-- BEGIN Exercise material --

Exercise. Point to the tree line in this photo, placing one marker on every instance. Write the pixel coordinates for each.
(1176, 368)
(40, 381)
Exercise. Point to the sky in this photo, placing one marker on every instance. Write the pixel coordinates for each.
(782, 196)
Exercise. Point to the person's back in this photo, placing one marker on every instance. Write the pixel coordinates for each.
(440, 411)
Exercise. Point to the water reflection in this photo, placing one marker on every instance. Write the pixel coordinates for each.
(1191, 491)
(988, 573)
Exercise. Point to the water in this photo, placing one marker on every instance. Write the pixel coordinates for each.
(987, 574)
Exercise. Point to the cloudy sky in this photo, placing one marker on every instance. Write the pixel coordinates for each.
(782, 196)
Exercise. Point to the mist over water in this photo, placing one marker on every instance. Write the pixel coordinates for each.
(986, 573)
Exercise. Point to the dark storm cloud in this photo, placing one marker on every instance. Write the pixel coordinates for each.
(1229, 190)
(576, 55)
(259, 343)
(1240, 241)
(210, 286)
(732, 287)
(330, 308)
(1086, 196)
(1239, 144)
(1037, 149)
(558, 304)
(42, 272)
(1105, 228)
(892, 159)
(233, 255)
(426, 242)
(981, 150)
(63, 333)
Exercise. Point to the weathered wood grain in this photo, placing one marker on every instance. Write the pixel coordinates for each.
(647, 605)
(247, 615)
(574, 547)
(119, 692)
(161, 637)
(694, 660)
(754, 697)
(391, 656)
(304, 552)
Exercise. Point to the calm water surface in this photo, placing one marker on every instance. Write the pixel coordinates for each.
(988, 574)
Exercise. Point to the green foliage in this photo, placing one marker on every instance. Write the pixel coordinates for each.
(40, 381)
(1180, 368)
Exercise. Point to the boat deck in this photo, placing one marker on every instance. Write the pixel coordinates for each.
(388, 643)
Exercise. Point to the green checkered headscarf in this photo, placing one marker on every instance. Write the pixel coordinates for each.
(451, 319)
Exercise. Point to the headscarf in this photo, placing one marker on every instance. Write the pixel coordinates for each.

-- END Exercise material --

§ **Aim of the task**
Starting with the line containing "Exercise. Point to the green checkered" and going on through the end of the records, write every line out again, requests included, and add 141 to each number in the pixel coordinates given as answers.

§ **Written solution**
Exercise. Point to the green checkered headscarf in this photo, placing one marker on every instance. Write the pixel coordinates for each.
(592, 460)
Exercise. Point to the headscarf in this photo, placing one marker on every instance. Write the pixel coordinates for each.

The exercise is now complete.